** AUSZUG **
Zusammenfassung der Pressekonferenz vom 25.03.2021
Am 25.03. stellten BaT und VUK gemeinsam die von beiden Verbänden entwickelte Studie „Arbeitsbedingungen und Berufszufriedenheit angestellter Tierärzt:innen in Deutschland 2020“ vor. Die von Dr. Charlotte Jensen ausgewerteten Fragebögen von über 1400 Umfrageteilnehmenden zeigen ein Bild der aktuellen beruflichen Situation von Arbeitnehmer:innen in der Tiermedizin.
Notwendigkeit der Studie
Der Wandel hin zum Arbeitnehmer:innenmarkt und die damit einhergehenden zunehmenden Schwierigkeiten der Arbeitgeber:innen Personal zu finden, machte diese Studie dringend notwendig. Ziel war es, Ursachen für diese Entwicklungen herauszufiltern, damit Mängel bei den derzeitigen Arbeitsbedingungen behoben werden und Arbeitgeber:innen Handlungsempfehlungen bekommen, mit welchen Maßnahmen sie die Berufszufriedenheit ihrer angestellten Tierärzt:innen verbessern können.
Bericht zur Konferenz
Im Rahmen einer Online Pressekonferenz mit über 140 Teilnehmer:innen wurden die Ergebnisse vorgestellt, Statements seitens des VUK und BaT abgegeben und Raum für Diskussion geboten. Sehr freuten wir uns über die Teilnahme von Vertreter:innen des bpt, BTK, selbstständigen sowie angestellten Tierärzt:innen, Studierenden der Tiermedizin und Pressevertreter:innen.
Hier möchten wir die wichtigsten Erkenntnisse abbilden und Schlussfolgerungen ziehen. Die komplette Studie selbst wird in naher Zukunft veröffentlicht, wo alle Ergebnisse nochmals detailliert nachgelesen werden können.
Arbeitszufriedenheit
Gefreut haben wir uns über die Tatsache, dass viele der Teilnehmenden ihre Zufriedenheit im Beruf mit einem „gut“ oder „sehr gut“ bewertet haben. Jedoch ist die immer noch hohe Unzufriedenheit in den ca. 30% der Antworten, die die Noten 4 bis 6 vergeben haben, klar erkennbar. Dieser Anteil ist zu hoch und die weiteren Studienergebnisse lieferten genügend Gründe, warum dies leider immer noch die aktuelle Situation widerspiegelt.
Stundenlohn und Gender-Pay-Gap
Der Stundenlohn beträgt durchschnittlich 20,51€, inklusive aller Zusatzleistungen. Wobei dieser bei nicht-kurativ tätigen Tierärzt:innen höher liegt.

** BEREITGESTELLTE DATEN **
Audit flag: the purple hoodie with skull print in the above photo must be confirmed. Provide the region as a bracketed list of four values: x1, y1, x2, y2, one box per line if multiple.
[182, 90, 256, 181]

** ANFORDERUNGEN **
- 1) Wie hoch ist laut dem Auszug der durchschnittliche Stundenlohn einschließlich aller Zusatzleistungen?
- 2) Gib den Wortlaut des Auszugs von „Hier möchten wir“ bis „nachgelesen werden können.“ unverändert wieder.

** GEGEBENE ANTWORTEN **
- 1) Er beträgt durchschnittlich 20,51 €.

- 2)
Hier möchten wir die wichtigsten Erkenntnisse abbilden und Schlussfolgerungen ziehen. Die komplette Studie selbst wird in naher Zukunft veröffentlicht, wo alle Ergebnisse nochmals detailliert nachgelesen werden können.